STORED RECORDS:

---------------

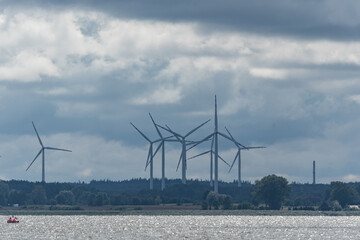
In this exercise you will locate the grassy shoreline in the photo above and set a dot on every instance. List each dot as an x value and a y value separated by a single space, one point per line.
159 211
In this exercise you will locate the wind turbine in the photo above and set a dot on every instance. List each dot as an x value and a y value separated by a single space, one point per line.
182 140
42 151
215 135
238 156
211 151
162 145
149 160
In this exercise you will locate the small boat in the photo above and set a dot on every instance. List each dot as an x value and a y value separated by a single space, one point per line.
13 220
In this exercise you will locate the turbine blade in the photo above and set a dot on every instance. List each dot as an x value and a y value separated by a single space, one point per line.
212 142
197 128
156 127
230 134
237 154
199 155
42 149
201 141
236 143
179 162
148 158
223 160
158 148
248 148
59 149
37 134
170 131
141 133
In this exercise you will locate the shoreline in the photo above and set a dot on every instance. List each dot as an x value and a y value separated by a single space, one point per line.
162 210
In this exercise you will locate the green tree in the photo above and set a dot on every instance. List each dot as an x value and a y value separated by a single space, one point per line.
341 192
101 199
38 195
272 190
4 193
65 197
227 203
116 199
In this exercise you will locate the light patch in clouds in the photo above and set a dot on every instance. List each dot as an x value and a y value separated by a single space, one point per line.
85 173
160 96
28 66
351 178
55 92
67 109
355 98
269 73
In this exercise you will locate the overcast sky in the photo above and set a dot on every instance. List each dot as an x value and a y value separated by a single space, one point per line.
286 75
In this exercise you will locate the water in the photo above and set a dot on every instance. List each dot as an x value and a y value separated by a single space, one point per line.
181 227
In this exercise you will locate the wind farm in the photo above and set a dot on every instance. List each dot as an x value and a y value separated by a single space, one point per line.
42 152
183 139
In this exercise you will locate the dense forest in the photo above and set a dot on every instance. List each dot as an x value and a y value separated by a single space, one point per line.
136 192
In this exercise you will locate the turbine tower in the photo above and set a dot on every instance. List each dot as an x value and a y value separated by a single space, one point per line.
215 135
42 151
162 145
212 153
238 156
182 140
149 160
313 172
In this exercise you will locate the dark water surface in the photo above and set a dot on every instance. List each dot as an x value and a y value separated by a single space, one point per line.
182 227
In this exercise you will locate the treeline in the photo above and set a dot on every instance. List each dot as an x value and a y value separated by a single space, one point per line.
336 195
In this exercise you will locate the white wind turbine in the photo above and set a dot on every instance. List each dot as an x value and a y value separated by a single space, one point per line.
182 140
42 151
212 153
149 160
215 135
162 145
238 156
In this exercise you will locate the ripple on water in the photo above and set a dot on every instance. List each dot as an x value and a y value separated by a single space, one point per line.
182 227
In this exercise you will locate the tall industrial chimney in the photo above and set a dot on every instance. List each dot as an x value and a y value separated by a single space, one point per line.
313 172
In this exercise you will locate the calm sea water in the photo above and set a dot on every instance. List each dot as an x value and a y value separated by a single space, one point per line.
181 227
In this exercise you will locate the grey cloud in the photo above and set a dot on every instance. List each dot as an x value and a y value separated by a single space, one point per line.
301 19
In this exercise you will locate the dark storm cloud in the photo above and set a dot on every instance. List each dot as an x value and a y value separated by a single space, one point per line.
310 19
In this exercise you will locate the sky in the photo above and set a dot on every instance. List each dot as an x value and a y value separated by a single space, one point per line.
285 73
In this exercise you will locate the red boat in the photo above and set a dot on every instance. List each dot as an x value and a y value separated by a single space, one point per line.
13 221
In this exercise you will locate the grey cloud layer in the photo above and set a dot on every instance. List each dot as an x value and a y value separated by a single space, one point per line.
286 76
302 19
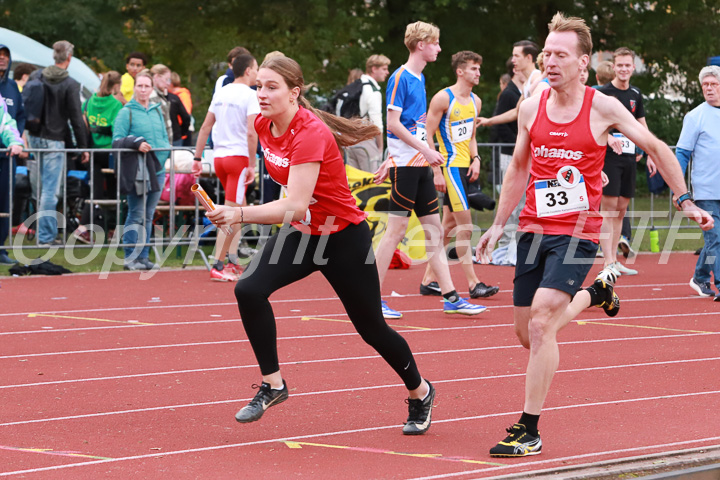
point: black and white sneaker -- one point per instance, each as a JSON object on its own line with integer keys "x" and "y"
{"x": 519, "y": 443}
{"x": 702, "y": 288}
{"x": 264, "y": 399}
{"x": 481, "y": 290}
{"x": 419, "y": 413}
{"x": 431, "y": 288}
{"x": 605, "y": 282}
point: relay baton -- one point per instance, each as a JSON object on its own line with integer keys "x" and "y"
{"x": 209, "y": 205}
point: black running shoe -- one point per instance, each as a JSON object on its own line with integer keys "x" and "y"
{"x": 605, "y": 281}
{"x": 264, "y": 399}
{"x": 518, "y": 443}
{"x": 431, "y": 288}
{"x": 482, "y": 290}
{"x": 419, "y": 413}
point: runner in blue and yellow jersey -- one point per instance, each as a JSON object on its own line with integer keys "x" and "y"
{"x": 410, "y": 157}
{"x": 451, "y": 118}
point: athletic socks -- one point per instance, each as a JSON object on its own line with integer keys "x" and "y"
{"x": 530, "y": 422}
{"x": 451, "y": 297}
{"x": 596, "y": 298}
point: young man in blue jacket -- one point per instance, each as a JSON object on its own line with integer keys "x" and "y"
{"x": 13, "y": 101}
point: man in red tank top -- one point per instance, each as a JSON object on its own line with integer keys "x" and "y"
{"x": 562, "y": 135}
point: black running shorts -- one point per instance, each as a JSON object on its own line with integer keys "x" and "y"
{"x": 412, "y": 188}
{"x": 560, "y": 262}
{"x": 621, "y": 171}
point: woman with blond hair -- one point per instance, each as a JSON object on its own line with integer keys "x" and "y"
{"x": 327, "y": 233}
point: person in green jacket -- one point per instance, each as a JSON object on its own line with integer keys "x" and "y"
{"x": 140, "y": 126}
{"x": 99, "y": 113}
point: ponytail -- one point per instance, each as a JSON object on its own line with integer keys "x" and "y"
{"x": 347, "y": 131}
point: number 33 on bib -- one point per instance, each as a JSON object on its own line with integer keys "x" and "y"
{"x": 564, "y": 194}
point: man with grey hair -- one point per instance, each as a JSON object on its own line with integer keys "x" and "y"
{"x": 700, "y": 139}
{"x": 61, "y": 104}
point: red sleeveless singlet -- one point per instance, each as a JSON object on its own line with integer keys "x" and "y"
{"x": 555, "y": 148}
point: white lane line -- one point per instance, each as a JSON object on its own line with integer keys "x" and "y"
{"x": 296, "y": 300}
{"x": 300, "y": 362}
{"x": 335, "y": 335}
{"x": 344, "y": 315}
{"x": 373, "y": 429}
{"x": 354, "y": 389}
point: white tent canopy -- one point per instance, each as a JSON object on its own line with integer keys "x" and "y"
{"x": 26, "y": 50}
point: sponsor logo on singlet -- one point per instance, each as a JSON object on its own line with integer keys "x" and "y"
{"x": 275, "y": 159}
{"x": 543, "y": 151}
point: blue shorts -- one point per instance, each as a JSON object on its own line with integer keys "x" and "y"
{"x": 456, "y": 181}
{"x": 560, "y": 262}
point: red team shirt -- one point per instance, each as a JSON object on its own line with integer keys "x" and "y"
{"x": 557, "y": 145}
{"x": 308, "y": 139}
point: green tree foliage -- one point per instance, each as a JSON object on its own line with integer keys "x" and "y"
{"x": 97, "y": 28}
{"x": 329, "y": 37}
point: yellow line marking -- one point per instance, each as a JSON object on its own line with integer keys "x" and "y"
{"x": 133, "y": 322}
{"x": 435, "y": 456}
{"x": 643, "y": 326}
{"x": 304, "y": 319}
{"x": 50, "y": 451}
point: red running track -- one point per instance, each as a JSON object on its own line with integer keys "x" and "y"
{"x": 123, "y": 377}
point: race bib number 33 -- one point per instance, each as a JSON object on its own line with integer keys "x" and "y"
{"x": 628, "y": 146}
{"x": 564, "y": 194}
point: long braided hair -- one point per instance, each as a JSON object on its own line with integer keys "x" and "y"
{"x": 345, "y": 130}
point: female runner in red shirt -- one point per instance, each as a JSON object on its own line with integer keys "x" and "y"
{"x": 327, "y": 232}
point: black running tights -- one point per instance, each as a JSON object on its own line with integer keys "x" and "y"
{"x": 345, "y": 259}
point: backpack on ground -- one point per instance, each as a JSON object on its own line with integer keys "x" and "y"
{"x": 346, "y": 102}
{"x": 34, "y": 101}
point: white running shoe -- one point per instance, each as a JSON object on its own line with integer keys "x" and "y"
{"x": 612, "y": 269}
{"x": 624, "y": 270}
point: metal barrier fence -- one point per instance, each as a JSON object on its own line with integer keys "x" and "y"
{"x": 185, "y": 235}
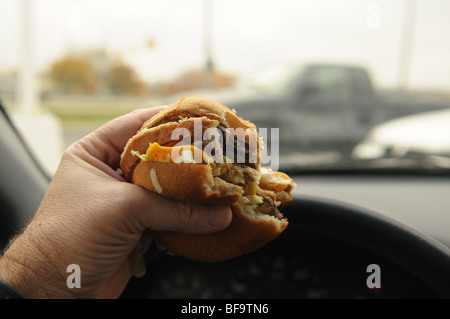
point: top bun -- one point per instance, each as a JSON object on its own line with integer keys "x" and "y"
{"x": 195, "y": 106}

---------------

GIVEN REQUEST: Reproduce every line from the line containing "point: backpack on" through the end of the lines, offsetting each x and y coordinate by adding 18 and leaving the pictures out.

FULL OUTPUT:
point: backpack on ground -- one point per instance, each as a JSON object on its own line with integer keys "x" and "y"
{"x": 364, "y": 120}
{"x": 52, "y": 119}
point: white running shoe -- one point per instance, each as a JSON object on its own line with integer keys "x" and "y"
{"x": 630, "y": 287}
{"x": 642, "y": 288}
point: metal barrier fence -- one point per instance, each as a JSON object on its own line with integer keys "x" and "y"
{"x": 203, "y": 253}
point: top bun -- one point per instance, each as a JSON object on its own line with integer keys "x" and "y"
{"x": 213, "y": 124}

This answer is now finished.